■ WHAT YOU SHOULD DO
Write out every entry exactly as it stands.

■ EXTRACTED RECORDS
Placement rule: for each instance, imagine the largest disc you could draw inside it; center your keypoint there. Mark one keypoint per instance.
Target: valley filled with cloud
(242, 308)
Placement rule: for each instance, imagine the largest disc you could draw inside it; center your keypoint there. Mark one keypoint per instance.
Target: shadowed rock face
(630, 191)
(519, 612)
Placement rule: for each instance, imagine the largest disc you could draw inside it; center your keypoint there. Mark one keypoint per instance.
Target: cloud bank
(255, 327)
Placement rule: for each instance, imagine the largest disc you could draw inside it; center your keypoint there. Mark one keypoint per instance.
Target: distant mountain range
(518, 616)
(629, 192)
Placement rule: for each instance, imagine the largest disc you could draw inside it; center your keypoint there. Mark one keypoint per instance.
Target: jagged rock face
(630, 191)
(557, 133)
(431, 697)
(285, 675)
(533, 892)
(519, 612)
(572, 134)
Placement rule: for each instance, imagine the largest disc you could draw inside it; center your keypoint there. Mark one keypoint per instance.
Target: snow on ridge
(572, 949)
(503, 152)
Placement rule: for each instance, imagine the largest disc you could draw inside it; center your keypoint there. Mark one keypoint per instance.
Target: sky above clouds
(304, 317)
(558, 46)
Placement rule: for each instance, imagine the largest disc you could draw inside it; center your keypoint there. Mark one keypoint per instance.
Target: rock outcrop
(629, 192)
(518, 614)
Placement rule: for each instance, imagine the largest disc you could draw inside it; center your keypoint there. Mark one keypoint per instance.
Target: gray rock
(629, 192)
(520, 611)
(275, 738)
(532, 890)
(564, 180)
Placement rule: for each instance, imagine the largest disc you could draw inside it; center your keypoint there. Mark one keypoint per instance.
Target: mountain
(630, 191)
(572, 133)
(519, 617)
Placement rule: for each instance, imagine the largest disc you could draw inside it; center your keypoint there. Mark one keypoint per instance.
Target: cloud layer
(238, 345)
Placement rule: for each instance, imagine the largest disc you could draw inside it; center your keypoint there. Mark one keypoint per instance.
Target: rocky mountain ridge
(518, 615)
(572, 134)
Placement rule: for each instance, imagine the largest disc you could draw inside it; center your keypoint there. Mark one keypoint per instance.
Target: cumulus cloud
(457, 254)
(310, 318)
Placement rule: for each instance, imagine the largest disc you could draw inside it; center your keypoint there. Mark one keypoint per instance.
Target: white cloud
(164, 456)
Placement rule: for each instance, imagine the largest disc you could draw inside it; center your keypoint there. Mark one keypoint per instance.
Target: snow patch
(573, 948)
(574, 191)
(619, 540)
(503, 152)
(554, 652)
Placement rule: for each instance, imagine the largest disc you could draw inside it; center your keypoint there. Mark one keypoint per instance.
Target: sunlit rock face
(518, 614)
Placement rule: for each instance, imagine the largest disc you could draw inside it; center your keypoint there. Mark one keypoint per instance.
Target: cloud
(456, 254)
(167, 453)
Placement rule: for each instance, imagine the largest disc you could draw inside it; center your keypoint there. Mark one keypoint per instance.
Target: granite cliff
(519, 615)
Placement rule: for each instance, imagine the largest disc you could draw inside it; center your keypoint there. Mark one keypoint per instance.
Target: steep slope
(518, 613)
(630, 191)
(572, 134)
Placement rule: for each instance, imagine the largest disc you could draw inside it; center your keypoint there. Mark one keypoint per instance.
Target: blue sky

■ RESPONSE BELOW
Placement rule: for each instance, imagine the largest disc you could draw inside it; center your keypoint there. Mark one keypoint per instance.
Target: valley filled with cloud
(242, 308)
Placement rule: for each instance, imagine the largest disc you could draw inside it; center your keypoint there. Mark one keypoint per instance.
Target: shadowed rock face
(630, 191)
(519, 612)
Placement rule: for each instance, imagine the largest disc you could draw inside it; center your keypoint there. Mark one keypoint per instance.
Target: cloud bank
(255, 327)
Placement rule: for each instance, imagine the largest disc you could draw inside it; center your keypoint there. Mark one keypoint per instance.
Target: distant mountain range
(518, 616)
(629, 192)
Placement rule: for each instance, imagine the largest disc you could draw inside it; center your keypoint there. Mark one keypoint per instance.
Target: jagged rock face
(630, 191)
(557, 133)
(431, 697)
(285, 675)
(533, 892)
(519, 612)
(572, 134)
Placement rule: for each instance, imagine the largest disc you could draw inside it; center your keypoint there. Mark one keypoint per instance.
Target: snow on ridge
(572, 949)
(503, 152)
Placement rule: for each instance, imagine the largest disc you could draw inside it; center your keypoint there. Mark one keypoint per instance.
Target: sky above clouds
(304, 317)
(558, 46)
Placement rule: for each instance, imagine the largest disc you could draw inside it; center your keypoint there. Mark one keypoint per instance.
Target: rock outcrop
(629, 192)
(518, 614)
Placement rule: for each instance, imagine the largest disc you could draw inside it; center your keypoint there. Mark one keypoint per instance.
Target: gray rock
(629, 192)
(520, 611)
(275, 738)
(532, 890)
(564, 180)
Placement rule: for each instance, imagine the largest disc you could draw inside it; center your keypoint there. Mark one keypoint per instance.
Target: mountain
(630, 191)
(572, 133)
(519, 617)
Placement rule: for each instance, imagine the largest disc you could draw inside it; center your keypoint there. Mark one keypoint per instance.
Target: cloud layer
(238, 345)
Placement rule: for each instance, imagine the largest disc you could draw inside it; center your keypoint there. Mark one keypoint per instance.
Target: rocky mountain ridge
(518, 615)
(572, 134)
Placement rule: for each instance, imagine the largest disc you could draw inside it; center your keypoint there. Mark one keypoint per instance.
Target: cumulus cloud
(457, 254)
(310, 318)
Placement rule: for each instance, imagine the largest disc you could draw inside it; center your keypoint there. Mark one keypoint per instance.
Target: white cloud
(164, 456)
Placement rule: for each instance, imagine the largest disc you could draw inside it; center your keypoint there. Mark one keypoint per instance.
Target: snow patch
(573, 948)
(574, 191)
(619, 540)
(503, 152)
(554, 652)
Placement rule: for each instance, imagine the largest disc you could draw inside it; center your keypoint there. Mark one keypoint per instance.
Target: sunlit rock face
(518, 614)
Placement rule: for each instance, imagine the largest disc you could draw inside it; center your keypoint there. Mark one keypoint per instance.
Target: cloud
(456, 254)
(167, 453)
Placement rule: for each instance, imagine the largest disc you could draw inside it; center your keypoint there. Mark one keypoint per instance.
Target: granite cliff
(519, 615)
Placement rule: for each instance, imagine the largest disc you could draw inside it; center your keypoint there. Mark one keypoint per instance.
Target: steep slope
(518, 613)
(630, 191)
(572, 134)
Placement rule: for each instance, imagine the largest disc you could draw inside it; center your keypoint there. Mark one keypoint per instance.
Target: blue sky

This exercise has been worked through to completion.